Task:
Could you reproduce the lines below from the one with "Detection target: gray background" through the one with "Detection target: cannabis leaf"? Keep both ends and add nothing.

BEGIN Exercise inputs

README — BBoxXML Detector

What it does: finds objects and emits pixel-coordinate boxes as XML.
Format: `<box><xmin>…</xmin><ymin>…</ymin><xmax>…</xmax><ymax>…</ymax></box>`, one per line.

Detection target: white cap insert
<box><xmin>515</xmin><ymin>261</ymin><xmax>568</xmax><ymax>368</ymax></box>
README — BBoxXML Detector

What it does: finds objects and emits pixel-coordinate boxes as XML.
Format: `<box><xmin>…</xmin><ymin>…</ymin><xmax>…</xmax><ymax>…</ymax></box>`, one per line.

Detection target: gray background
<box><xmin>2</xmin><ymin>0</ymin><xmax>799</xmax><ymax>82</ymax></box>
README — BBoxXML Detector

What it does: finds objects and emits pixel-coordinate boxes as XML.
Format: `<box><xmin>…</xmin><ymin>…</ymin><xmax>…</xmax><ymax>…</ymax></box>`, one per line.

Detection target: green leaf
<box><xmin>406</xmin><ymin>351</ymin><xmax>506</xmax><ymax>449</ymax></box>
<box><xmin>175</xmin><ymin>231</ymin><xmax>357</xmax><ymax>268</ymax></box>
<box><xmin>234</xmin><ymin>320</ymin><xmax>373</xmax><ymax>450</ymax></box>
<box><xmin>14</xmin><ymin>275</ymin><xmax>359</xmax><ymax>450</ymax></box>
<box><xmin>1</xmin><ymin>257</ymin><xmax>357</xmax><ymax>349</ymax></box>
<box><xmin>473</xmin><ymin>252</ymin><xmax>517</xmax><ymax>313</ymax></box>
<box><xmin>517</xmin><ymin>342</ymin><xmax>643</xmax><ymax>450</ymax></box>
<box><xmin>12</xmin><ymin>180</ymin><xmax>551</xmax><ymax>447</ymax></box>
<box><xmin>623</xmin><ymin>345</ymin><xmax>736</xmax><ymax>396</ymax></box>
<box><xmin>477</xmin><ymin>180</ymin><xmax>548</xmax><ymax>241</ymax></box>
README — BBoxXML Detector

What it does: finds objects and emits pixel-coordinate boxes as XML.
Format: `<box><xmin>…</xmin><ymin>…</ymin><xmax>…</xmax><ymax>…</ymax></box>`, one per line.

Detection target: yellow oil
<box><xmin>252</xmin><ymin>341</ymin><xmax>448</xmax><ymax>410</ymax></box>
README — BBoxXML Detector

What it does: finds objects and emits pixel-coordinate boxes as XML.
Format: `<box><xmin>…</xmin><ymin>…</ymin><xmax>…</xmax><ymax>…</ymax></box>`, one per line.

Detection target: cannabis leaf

END Exercise inputs
BEGIN Exercise inputs

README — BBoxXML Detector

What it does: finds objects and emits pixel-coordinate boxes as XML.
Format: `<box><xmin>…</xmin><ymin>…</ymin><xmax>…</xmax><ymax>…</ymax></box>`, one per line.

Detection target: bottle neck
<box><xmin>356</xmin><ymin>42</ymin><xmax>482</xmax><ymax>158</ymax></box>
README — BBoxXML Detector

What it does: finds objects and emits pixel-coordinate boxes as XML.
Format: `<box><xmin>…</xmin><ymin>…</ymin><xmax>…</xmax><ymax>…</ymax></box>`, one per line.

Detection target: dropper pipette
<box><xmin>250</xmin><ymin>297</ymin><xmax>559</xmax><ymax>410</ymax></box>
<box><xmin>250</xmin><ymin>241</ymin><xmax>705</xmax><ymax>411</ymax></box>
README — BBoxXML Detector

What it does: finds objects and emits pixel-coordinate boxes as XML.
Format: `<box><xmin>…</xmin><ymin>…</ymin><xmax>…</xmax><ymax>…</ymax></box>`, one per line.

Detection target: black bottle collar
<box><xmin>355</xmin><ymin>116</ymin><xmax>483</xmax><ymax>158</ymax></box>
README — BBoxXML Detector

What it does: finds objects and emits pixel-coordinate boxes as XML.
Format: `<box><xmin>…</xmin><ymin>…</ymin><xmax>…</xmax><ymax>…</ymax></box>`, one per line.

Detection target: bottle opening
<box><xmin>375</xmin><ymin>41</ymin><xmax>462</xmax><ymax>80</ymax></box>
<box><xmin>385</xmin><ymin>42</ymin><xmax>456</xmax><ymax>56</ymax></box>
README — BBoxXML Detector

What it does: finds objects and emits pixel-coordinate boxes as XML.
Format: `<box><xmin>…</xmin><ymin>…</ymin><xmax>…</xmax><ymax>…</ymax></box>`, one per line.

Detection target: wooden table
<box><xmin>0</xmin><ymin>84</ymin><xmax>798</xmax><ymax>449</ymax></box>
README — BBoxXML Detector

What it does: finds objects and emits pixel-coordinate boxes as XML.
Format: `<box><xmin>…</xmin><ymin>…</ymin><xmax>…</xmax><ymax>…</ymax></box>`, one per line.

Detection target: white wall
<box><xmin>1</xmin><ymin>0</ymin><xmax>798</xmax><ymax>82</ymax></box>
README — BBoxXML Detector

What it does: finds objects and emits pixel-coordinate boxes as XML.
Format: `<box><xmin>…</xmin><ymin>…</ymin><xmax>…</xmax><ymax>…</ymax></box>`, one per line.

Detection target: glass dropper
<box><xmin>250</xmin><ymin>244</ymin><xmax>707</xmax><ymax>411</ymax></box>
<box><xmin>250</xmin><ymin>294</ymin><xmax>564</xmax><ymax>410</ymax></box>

END Exercise inputs

Solved problem:
Detection target: gray background
<box><xmin>2</xmin><ymin>0</ymin><xmax>799</xmax><ymax>82</ymax></box>
README — BBoxXML Detector

What it does: finds objects and emits pixel-coordinate boxes as XML.
Format: `<box><xmin>…</xmin><ymin>…</ymin><xmax>…</xmax><ymax>…</ymax></box>`, one per line.

Detection target: green leaf
<box><xmin>406</xmin><ymin>351</ymin><xmax>506</xmax><ymax>449</ymax></box>
<box><xmin>175</xmin><ymin>231</ymin><xmax>357</xmax><ymax>268</ymax></box>
<box><xmin>234</xmin><ymin>320</ymin><xmax>373</xmax><ymax>450</ymax></box>
<box><xmin>14</xmin><ymin>275</ymin><xmax>359</xmax><ymax>450</ymax></box>
<box><xmin>1</xmin><ymin>257</ymin><xmax>357</xmax><ymax>349</ymax></box>
<box><xmin>473</xmin><ymin>252</ymin><xmax>517</xmax><ymax>313</ymax></box>
<box><xmin>517</xmin><ymin>342</ymin><xmax>643</xmax><ymax>450</ymax></box>
<box><xmin>12</xmin><ymin>180</ymin><xmax>551</xmax><ymax>447</ymax></box>
<box><xmin>623</xmin><ymin>345</ymin><xmax>736</xmax><ymax>396</ymax></box>
<box><xmin>477</xmin><ymin>180</ymin><xmax>548</xmax><ymax>241</ymax></box>
README — BBoxXML Detector

What it does: finds objects and emits pixel-coordinate boxes as XML.
Format: `<box><xmin>…</xmin><ymin>…</ymin><xmax>…</xmax><ymax>…</ymax></box>`, one per line.

Detection target: yellow oil
<box><xmin>252</xmin><ymin>341</ymin><xmax>448</xmax><ymax>410</ymax></box>
README — BBoxXML Detector

What it does: finds objects and emits pixel-coordinate boxes as XML.
Format: `<box><xmin>…</xmin><ymin>…</ymin><xmax>…</xmax><ymax>…</ymax></box>`, one per line.

Detection target: cannabis leaf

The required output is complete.